Фрагмент текста:
▶
Информационные войны не такое уж большое зло для публики и СМИ. Каковы бы ни были цели их вдохновителей, публичным результатом этих войн стало то, что СМИ очень много интересного, полезного и правдивого рассказали, а публика, соответственно, узнала о новых хозяевах страны и собственно о власти.
   Одной из первых жертв информационных войн, кстати, стал теоретик новой модели взаимоотношений власти, бизнеса и СМИ Анатолий Чубайс. Пострадал он от других авторов этой модели, двух других членов группы ГБЧ – Гусинского и Березовского, постоянно инициировавших критику Чубайса в принадлежащих или подконтрольных им СМИ.
   К 1997 году в России окончательно сложились две самые мощные медиаимперии, а точнее – олигополии, ибо помимо
   СМИ эти империи включали еще политические, финансовые, административные и даже фактически разведывательные ресурсы: олигополия Березовского во главе с ОРТ и Гусинского во главе с НТВ (естественно, что общенациональные телеканалы были и главным калибром, и авангардом соперников в информационных войнах).
   К осени 1999 года, пройдя через четыре главные информационные войны 1997 – начала 1999 года, эти олигополии окончательно оформились в две общенациональных квазипартии, на которые нанизывались все остальные политические, в том числе и собственно партийные структуры. Лицом этих двух квазипартий были ОРТ и НТВ.
   • 1997 год. Информационные бизнес-войны.
   • 1998 год, весна. Первая политическая информационная война – за смещение (или против этого) Черномырдина с поста премьера.
   • 1998 год, лето. Вторая политическая информационная война – за назначение «своего премьера» после отставки Кириенко. НТВ – за Лужкова, ОРТ – за Черномырдина, потом – за Примакова.
   • 1999 год. Третья политическая информационная война – за смещение Примакова с поста премьер-министра и начало борьбы за политическое наследство Ельцина.
   Борьба в этой войне велась на четырех главных фронтах. Первый фронт – примаковский. И ОРТ, и НТВ сначала были за его смещение, но когда Гусинский и Березовский не сошлись в кандидатуре, которая заменит Примакова в кресле премьера, они разошлись и на втором фронте, скуратовском.
   Мало кто помнит, но в первоначальном обнародовании факта наличия компрометирующей генпрокурора пленки приняли участие не только руководители ОРТ и ВГТРК (чей канал в конце концов и показал пленку), но и гендиректор «Медиа-Моста» и НТВ Игорь Малашенко. Однако позже НТВ стало защищать Скуратова, подрывая доверие к Ельцину и начав кампанию против Семьи. Так возник третий – семейный – фронт. Борьба на нем Гусинского включала дискредитацию лично Ельцина, его физической семьи и семьи политической (дело Бородина, борьба с Аксененко и Березовским), а также фактическую поддержку идеи отставки Ельцина, инициированной вообще-то коммунистами, злейшими врагами медиаолигарха.
   Четвертый фронт – собственно премьерский, или наследничий, ибо новый премьер скорее всего должен был стать наследником Ельцина в Кремле.
◀
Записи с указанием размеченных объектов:
▶
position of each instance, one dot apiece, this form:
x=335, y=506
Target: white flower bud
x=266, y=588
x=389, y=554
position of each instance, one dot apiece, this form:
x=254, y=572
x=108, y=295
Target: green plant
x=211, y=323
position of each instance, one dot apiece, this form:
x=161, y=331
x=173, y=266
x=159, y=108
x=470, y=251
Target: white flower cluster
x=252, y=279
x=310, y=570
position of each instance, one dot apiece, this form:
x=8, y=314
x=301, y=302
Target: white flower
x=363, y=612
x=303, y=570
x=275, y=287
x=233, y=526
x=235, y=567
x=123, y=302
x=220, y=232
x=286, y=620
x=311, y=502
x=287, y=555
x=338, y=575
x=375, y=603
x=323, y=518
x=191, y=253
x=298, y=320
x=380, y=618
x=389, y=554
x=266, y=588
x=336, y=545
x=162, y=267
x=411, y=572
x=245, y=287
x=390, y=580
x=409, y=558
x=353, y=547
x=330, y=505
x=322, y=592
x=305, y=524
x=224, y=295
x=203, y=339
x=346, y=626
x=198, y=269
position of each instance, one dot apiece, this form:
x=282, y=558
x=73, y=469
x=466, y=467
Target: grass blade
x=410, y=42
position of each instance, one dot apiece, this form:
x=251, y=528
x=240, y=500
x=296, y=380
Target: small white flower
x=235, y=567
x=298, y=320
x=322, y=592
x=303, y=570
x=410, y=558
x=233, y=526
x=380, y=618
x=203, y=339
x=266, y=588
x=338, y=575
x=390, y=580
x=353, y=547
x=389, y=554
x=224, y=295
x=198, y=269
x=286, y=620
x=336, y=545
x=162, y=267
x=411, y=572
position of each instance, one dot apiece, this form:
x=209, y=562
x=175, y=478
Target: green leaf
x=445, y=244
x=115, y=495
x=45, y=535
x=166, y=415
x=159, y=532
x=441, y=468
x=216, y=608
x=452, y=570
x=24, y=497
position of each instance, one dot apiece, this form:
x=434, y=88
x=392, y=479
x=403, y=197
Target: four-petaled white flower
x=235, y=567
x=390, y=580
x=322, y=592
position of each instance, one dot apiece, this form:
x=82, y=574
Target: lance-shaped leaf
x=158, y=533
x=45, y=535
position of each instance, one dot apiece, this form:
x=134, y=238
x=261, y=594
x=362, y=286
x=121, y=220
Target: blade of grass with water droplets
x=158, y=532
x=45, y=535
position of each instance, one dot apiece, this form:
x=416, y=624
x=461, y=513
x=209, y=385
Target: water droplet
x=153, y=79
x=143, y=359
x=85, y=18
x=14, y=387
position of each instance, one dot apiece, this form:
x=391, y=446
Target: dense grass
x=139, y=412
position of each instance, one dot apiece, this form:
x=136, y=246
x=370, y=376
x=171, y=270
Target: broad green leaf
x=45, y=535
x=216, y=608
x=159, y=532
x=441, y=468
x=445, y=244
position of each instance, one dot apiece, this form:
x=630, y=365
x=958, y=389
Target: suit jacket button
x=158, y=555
◀
Что требуется:
[a] Перепишите из текста об информационных войнах всё, начиная с «К 1997 году» и вниз до «были ОРТ и НТВ.».
[b] Продолжите текст об информационных войнах в российских СМИ, начав сразу после его последнего предложения.

Ответы:
[a]
К 1997 году в России окончательно сложились две самые мощные медиаимперии, а точнее – олигополии, ибо помимо
   СМИ эти империи включали еще политические, финансовые, административные и даже фактически разведывательные ресурсы: олигополия Березовского во главе с ОРТ и Гусинского во главе с НТВ (естественно, что общенациональные телеканалы были и главным калибром, и авангардом соперников в информационных войнах).
   К осени 1999 года, пройдя через четыре главные информационные войны 1997 – начала 1999 года, эти олигополии окончательно оформились в две общенациональных квазипартии, на которые нанизывались все остальные политические, в том числе и собственно партийные структуры. Лицом этих двух квазипартий были ОРТ и НТВ.

[b]
   НТВ боролось против кандидатуры Аксененко, поддерживая Степашина (раз не удалось провести Лужкова), а затем – против Путина. ОРТ – сначала за Степашина, раз не удалось провести Аксененко, потом против него, но за Путина.
   Далее наступило главное сражение третьей политической информационной войны. Это осень 1999 года – зима 1999–2000 годов. Судьба мест в парламенте и президентского кресла разыгрывалась в схватке не на жизнь, а на смерть между олигополиями Березовского (ОРТ) и Гусинского (НТВ).
   Партия ОРТ выдвигала на пост президента – Путина, в Думу – «Единство» и СПС (Березовский к этому времени опять соединился с Чубайсом).
   Кандидатами партии НТВ (Гусинского) были: в президенты – Примаков, в премьеры, который вскоре должен был заменить Примакова в Кремле, Лужков (дублер – Явлинский), в Думу – «Отечество – Вся Россия» и «Яблоко».
   Для аудитории свобода информации была полнейшей – враждующие медиаимперии рассказывали о соперниках и их клиентах все и даже кое-что сверх того. Для СМИ свобода была максимальной, но в рамках того, что обеспечивало достижение победы. Если СМИ не делали то, что хотели хозяева, то действовали два рычага: (1) перебои в финансировании СМИ; (2) смена главного редактора. Партия Гусинского была более сплоченной идеологически, поэтому там почти не менялись первые лица в СМИ (правда, вскоре НТВ по собственной инициативе покинул один из его создателей Олег Добродеев).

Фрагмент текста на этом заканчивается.